**Required task A**
Answer these questions about the general terms and conditions below:
(i) As of what date are the terms in force?
(ii) What registry code is given for Nobel Digital?
(iii) Apart from the terms themselves, what governs the Parties' relationships?

— begin Page excerpt —

General Terms and Conditions

In force as of 1 July 2019

 

 

1. Definitions
1.1. Nobel Digital means Nobel Digital OÜ, registry code 10047161, registered office at Staapli 4, Tallinn 10415;
1.2. Customer means a person who has expressed interest in ordering services provided by Nobel Digital;
1.3. Party means Nobel Digital or the Customer, jointly referred to as the Parties;
1.4. General Terms and Conditions means these General Terms and Conditions of Nobel Digital that are applied to the relationship between the Parties;
1.5. Framework Agreement means a contract concluded between the Parties for an indefinite term under which Nobel Digital provides services to the Customer when such Services are ordered and which is subject to these General Terms and Conditions;
1.6. Price Offer means a written offer which is submitted by Nobel Digital to the Customer for each Service being provided and which includes detailed information about the Service being provided, an estimated term, the Service price and a payment schedule;
1.7. Service means a service provided by Nobel Digital to the Customer the specifications for which have been set out under a specific Price Offer.

 

2. Scope and interpretation of the General Terms and Conditions
2.1. The General Terms and Conditions apply to any and all legal relationships established between the Parties.
2.2. In addition to these General Terms and Conditions, the Parties’ relationships are governed by applicable laws and regulations, and the principles of good faith and reasonableness.

— end Page excerpt —

**Required task B**
Return every line of the records below that contains the string "silhouette", matching case.

— begin Supplied data —

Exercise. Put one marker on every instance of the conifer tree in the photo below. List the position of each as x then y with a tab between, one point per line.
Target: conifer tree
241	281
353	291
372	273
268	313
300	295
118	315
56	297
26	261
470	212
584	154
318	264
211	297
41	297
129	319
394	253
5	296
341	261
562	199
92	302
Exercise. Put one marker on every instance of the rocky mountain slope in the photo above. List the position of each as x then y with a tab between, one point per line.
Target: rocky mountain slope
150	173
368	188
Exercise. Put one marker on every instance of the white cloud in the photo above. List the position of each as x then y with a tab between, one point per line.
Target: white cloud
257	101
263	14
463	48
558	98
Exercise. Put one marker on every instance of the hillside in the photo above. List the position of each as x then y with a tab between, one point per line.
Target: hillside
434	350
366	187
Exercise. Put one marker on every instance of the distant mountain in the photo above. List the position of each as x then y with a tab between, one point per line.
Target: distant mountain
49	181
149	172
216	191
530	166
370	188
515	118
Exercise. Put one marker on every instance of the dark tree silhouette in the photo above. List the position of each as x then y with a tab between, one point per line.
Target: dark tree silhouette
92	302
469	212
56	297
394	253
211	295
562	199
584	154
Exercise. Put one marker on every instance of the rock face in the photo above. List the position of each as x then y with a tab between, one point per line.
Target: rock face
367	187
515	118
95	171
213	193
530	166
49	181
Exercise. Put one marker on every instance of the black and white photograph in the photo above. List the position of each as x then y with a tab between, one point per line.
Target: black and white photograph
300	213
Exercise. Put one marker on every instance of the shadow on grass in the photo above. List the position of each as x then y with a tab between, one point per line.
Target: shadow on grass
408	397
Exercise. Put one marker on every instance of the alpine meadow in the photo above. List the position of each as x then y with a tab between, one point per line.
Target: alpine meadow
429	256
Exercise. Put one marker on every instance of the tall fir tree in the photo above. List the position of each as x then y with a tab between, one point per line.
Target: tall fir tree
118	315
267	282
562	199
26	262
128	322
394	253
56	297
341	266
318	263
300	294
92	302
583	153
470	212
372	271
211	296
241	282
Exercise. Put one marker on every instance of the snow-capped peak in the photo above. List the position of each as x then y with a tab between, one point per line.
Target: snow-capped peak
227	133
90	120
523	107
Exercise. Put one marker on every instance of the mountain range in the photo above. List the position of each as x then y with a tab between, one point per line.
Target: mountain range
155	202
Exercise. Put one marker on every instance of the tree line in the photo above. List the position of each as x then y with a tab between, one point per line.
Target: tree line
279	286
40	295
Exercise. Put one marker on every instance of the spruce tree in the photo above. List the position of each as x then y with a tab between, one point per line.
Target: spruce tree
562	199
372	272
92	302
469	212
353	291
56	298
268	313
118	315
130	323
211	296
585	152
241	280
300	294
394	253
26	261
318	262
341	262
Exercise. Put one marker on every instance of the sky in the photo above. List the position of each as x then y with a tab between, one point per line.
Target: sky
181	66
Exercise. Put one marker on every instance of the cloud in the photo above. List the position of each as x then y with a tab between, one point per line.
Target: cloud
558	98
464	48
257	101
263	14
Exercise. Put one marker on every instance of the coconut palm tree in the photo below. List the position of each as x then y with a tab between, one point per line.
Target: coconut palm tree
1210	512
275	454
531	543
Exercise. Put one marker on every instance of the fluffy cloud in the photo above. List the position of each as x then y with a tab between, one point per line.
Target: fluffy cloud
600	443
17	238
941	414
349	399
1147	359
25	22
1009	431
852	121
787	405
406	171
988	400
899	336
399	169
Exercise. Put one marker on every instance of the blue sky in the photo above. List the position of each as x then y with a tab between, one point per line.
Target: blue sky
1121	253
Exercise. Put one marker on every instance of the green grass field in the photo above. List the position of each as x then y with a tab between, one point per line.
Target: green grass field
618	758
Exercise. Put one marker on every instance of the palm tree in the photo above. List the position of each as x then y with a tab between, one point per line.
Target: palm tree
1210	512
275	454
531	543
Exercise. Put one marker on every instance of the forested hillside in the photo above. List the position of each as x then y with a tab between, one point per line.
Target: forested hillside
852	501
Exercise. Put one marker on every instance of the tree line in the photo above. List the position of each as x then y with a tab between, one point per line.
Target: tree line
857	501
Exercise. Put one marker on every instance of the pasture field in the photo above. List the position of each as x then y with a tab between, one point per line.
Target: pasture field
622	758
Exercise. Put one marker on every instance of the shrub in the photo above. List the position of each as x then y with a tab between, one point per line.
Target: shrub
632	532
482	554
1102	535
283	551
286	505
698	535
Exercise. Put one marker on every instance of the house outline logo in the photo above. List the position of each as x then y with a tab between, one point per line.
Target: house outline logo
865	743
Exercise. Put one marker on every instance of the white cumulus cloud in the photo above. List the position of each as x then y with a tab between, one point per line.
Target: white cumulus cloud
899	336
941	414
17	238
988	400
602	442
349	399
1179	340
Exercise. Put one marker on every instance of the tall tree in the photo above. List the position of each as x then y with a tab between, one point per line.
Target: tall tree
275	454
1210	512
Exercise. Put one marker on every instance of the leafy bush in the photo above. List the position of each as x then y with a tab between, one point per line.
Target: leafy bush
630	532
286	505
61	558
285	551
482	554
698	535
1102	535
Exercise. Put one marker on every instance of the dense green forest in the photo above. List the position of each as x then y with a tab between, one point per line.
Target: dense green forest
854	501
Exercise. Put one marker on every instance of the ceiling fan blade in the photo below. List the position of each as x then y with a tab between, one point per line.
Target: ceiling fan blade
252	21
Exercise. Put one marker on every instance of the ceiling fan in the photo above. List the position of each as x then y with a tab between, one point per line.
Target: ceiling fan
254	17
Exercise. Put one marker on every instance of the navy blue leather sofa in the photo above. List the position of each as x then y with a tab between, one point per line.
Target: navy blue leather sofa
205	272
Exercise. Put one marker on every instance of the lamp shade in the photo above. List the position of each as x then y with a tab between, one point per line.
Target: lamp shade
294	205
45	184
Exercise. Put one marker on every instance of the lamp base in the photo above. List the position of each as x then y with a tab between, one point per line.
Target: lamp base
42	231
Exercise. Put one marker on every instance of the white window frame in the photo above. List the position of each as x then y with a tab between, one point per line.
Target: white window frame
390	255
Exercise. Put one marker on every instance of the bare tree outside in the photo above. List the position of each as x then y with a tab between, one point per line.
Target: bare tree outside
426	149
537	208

— end Supplied data —

**Worked solution A**
(i) 1 July 2019
(ii) 10047161
(iii) Applicable laws and regulations, and the principles of good faith and reasonableness

**Worked solution B**
Exercise. Put one marker on every instance of the dark tree silhouette in the photo above. List the position of each as x then y with a tab between, one point per line.
Target: dark tree silhouette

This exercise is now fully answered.